Provided text:
The ideas of Pestalozzi and innovations of Froebel began to spread far and wide and the first Kindergarten in America started in 1850s. In many other parts of Europe the concept was tried. Pestalozzi-Froebel-Haus in Germany, was one of the first influential institution of early childhood teacher training, founded by a Germany lady, Henriette Schrader-Breymann, Froebel’s disciple and grand-niece, in 1882. The Institute based itself on Pestalozzi-Froebelian idea of ‘learning by doing’, but did not restrict themselves to the Froebellian apparatus and used themes from nature as well as domestic work. This also led to a wider professionalisation of early childhood education, particularly among women who took lead in taking up a trained career in child education. Those trained at this institute took these ideas to different parts of the world. A wider democratization of education also followed, reaching the poorer sections, as a result of the adaptations in Frobelian design of the ‘Kindergarten’, in different parts of Europe and America.3 Any imaginative educationist in the West during that time took serious note of these developments.
This was the scenario when Nivedita began her career a teacher and later as an experimental educationist in the second half of the 1880s. It was when she was conducting her own school in Wimbledon that she came in touch with Ebenezer Cooke, a disciple of Ruskin and an influential lithographer and art educationist of the time, who was known to have considerable reputation as an educational thinker based on the ideas of Pestalozzi and Froebel. It was he who introduced her to the intellectual circle in London known as the Sesame Club, which had, among others, Lady Ripon, Lady Margesson, and Ronald McNeill as the key members, and where stalwarts like Thomas Huxley and George Bernard Shaw used to speak. Intellectually stimulated by this company, Nivedita began to write articles and participate in discussions on new trends in education, especially early childhood education, and developed a good name in this field as a bright thinker-practitioner. It was through her association with Sesame Club that she eventually met Swami Vivekananda in November 1895.

Data section:
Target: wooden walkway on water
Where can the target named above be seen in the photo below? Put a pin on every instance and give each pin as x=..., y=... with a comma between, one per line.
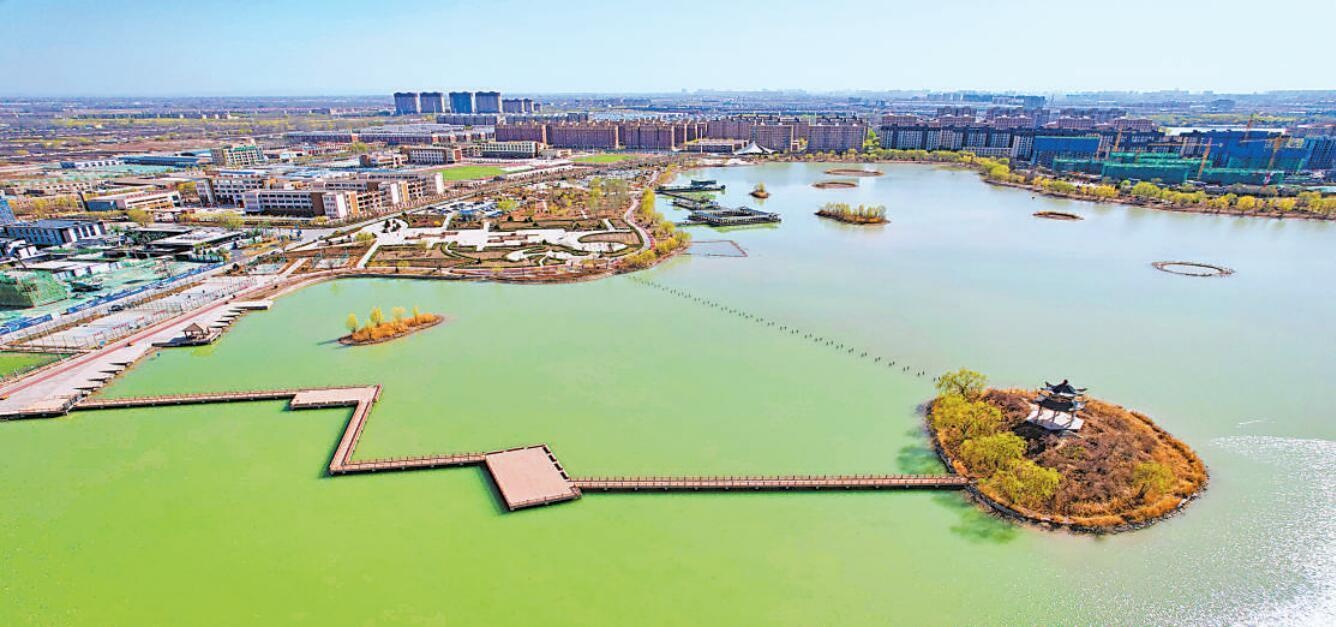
x=525, y=476
x=771, y=483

Required actions:
**a.** List every year, decade, or dated period mentioned in the passage on early childhood education.
**b.** Translate this sentence from the passage on early childhood education into French: "It was through her association with Sesame Club that she eventually met Swami Vivekananda in November 1895."
**c.** For each statement, answer yes or no according to the passage on early childhood education, and quote the words that settle it.
(i) Pestalozzi-Froebel-Haus was founded by Froebel's grand-niece.
(ii) The institute limited itself to the Froebelian apparatus.
(iii) Nivedita came in touch with Ebenezer Cooke while conducting her own school in Wimbledon.

Answers for this exercise:
**a.**
- 1850s
- 1882
- the second half of the 1880s
- November 1895

**b.** C'est grâce à son association avec le Sesame Club qu'elle a finalement rencontré Swami Vivekananda en novembre 1895.

**c.**
(i) Yes: "Henriette Schrader-Breymann, Froebel’s disciple and grand-niece"
(ii) No: "did not restrict themselves to the Froebellian apparatus"
(iii) Yes: "It was when she was conducting her own school in Wimbledon that she came in touch with Ebenezer Cooke"